課題一覧:
**A)** 抜粋のうち、「2022~23年冬,インフルエンザが大流行するのではないか?」で始まり「何をしたら良いのでしょうか。」まで続く部分を、一字も変えずに出力せよ。
**B)** 抜粋によると、10月20日時点で静岡県から報告されたインフルエンザは何例か。

抜粋:
——————

院長コラム

Director's column

新型コロナとインフルエンザ 今冬に備えて

2022~23年冬,インフルエンザが大流行するのではないか?
また,インフルエンザとコロナの同時流行がおこるのではないか?ということが大きく心配されています。
9月上旬に沖縄でインフルエンザ感染者数の増加が報告されていますが,幸いなことにその後さらなる拡大はみられていません。
また静岡県においても10月20日時点で1例のみの報告にとどまっています。
2022-2023年シーズンは,インフルエンザやコロナは一体どの程度流行するのでしょうか?
また,これら2つの感染症の症状や重症化の危険性はどう違うのでしょうか?さらに冬場の同時流行を防ぐためには,何をしたら良いのでしょうか。

■オーストラリアにおけるインフルエンザの流行

Australian Influenza Sur veillance Report – 2022 Influenza Season in Australia

2022年5月,日本が初夏を迎える頃,南半球にあるオーストラリアでは冬を迎え,インフルエンザの流行が見られていました。
図はオーストラリアの過去数年間でのインフルエンザと診断された患者数を示しています。
新型コロナウイルス感染症が始まった2020年,2021年において,インフルエンザは殆ど見られませんでした。日本でも同じく,2020年,2021年ではインフルエンザの流行はありませんでした。

しかし2022年オーストラリアでは5月以降,インフルエンザ患者が発生し,その後急激な増加を示しています。
過去5年間平均を示した黄色のグラフと比べると流行時期も3カ月弱ほど早いようです。2022年7-8月のコロナ(オミクロンBA.5株)の大流行も急に始まり,急激に患者さんが増え,そして2ヶ月程度で徐々に減っていきました。

——————

入力データ:
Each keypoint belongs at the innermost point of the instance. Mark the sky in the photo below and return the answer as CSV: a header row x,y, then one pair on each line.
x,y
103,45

——————

演習結果:
**A)**
2022~23年冬,インフルエンザが大流行するのではないか?
また,インフルエンザとコロナの同時流行がおこるのではないか?ということが大きく心配されています。
9月上旬に沖縄でインフルエンザ感染者数の増加が報告されていますが,幸いなことにその後さらなる拡大はみられていません。
また静岡県においても10月20日時点で1例のみの報告にとどまっています。
2022-2023年シーズンは,インフルエンザやコロナは一体どの程度流行するのでしょうか?
また,これら2つの感染症の症状や重症化の危険性はどう違うのでしょうか?さらに冬場の同時流行を防ぐためには,何をしたら良いのでしょうか。

**B)** 1例のみ。